* [EXTRACT PROVIDED]:

═══

This section of the code provides that no certificate shall be issued by the superintendent unless all liabilities of the constituent corporations are assumed by the consolidated or merged corporation, "or are paid or payment is satisfactorily arranged." Under this provision we think the superintendent was warranted in exacting the $10,000 bond in lieu of the old bond which had been given by the First Savings Bank Trust Company. Robertson v. Citizens' Bank of Watertown et al.,
We recognize the fact that a bond exacted by a public official under the pretended authority of his office, but which he is not legally authorized to require, is void. 9 Corpus Juris, title, Bonds, sec. 44, p. 28. But we think the superintendent of banks was acting within his authority in exacting a bond in this case as a condition to the merger of the banks.
It may be conceded that, technically speaking, the superintendent of banks was without authority to require the execution of a bond as a condition precedent to the opening of the new bank. But this was only a part of the plan. The plan contemplated not only the opening of the new bank, but also the absorption by it of the two old banks, which were in a failing condition. The moment the new bank took over the assets and assumed all the liabilities of the two old banks, its liabilities exceeded its available assets, because $43,400 of the assets were frozen and of doubtful value. Its $25,000 of capital stock was therefore wiped out, and the bank was actually insolvent. In this situation it was not only proper for the superintendent of banks to require a bond for the protection of the depositors as a condition to the merger, but we think it was his duty to do so.
It is clear from Robertson's letter of December 22d, as well as from his testimony, that he was insisting upon a paid-up capital of $50,000 in the new bank as a condition precedent to the commencement of business and the assumption by it of the obligations of the two old ones; and he says he consented to the organization of the new bank with only $25,000 capital because he thought it better to do that than to have the two old banks fail on the first of the year; and he says that Prichard very readily consented to the execution of the bond. Prichard admits the conversation about the execution of a bond, but says he did not understand that it was an "absolute requirement." The appellants still had their option to refuse to sign the bond, and if they had refused to do so, the $25,000 could have been paid back to the stockholders without the bank having ever opened for business, or it could have opened for business without assuming the liability and taking over the assets of the old banks. But they knew that if they did this, the old banks would have to close on the following day, and *Page 56 in that event they would have been assessed $25,000 on their First National Bank stock and would have been liable on the First Savings Bank bond. They were under the necessity of either signing the bond, or having the two banks in which they were interested placed in the hands of a receiver; and in this situation they elected to execute the bond. But this was not duress. This assignment of error must be overruled.

═══

* [DATA EXTRACT]:
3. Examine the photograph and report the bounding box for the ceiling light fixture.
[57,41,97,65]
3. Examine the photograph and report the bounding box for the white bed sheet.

═══

* [TASK REQUIREMENTS]:
a) In the court opinion on the bank merger bond, why did the superintendent of banks have a duty to require a bond as a condition of the merger? Answer in one to three sentences.
b) Proceed with the court opinion on the bank merger bond, starting after its final sentence.

* [ANSWERS BY TASK]:
a) Once the new bank took over the assets and assumed all the liabilities of the two failing old banks, its liabilities exceeded its available assets, because $43,400 of those assets were frozen and of doubtful value. That wiped out its $25,000 of capital stock and left it insolvent, so a bond was needed to protect the depositors.

b)
The remaining grounds of said assignment of error may well be treated together, as they all relate to the authority of the superintendent of banks to require the execution of such a bond as a condition to opening the bank. In fact, they have already been considered in what has previously been said. Section 5963 of the Code makes it the duty of the superintendent of banks to require a bond for the protection of depositors and unsecured creditors when he finds the bank in an unsafe condition. It might well be argued that there would have been no necessity for a bond if the bank had been opening its doors with $25,000 capital and no obligations, except for new deposits; but this bank was assuming at the outset obligations to depositors of about $346,000, and bills payable of about $50,000; and it was being organized because the assets of the old banks were frozen; the appellants themselves were uneasy for fear of a run when it became known that the old banks were in such condition that they had to be taken over by the new one. That the superintendent of banks shared this feeling, and thought it necessary to require this bond, is shown by the fact that he insisted upon having a paid-up capital of $50,000. It is insisted that the bank was not in an unsafe condition, as recited in the bond, but it is certain that the old banks were unsafe, and that the new one was only $25,000 better than the two old ones, and that the assets of the new bank were impaired to the extent of $43,400.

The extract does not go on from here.